---- THE INPUT

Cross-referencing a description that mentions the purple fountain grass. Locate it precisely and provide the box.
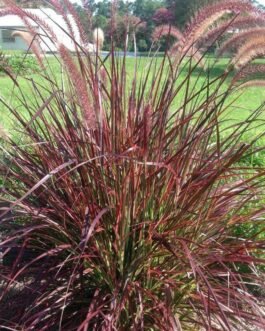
[231,63,265,90]
[235,79,265,89]
[152,25,184,42]
[152,0,260,71]
[232,64,265,84]
[184,0,257,43]
[201,15,265,49]
[152,24,184,59]
[0,1,264,330]
[153,0,265,88]
[232,35,265,70]
[217,28,265,57]
[59,44,96,127]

--------

## WORK TO BE COMPLETED
When you restate the listing, keep every word as it is and drop the pictures.

## TASK OUTPUT
Cross-referencing a description that mentions the purple fountain grass. Locate it precisely and provide the box.
[231,63,265,90]
[235,79,265,89]
[152,25,184,42]
[152,0,260,71]
[232,64,265,84]
[184,0,257,43]
[201,15,265,49]
[152,24,184,59]
[0,1,264,330]
[153,0,265,88]
[232,35,265,70]
[217,28,265,57]
[59,44,96,127]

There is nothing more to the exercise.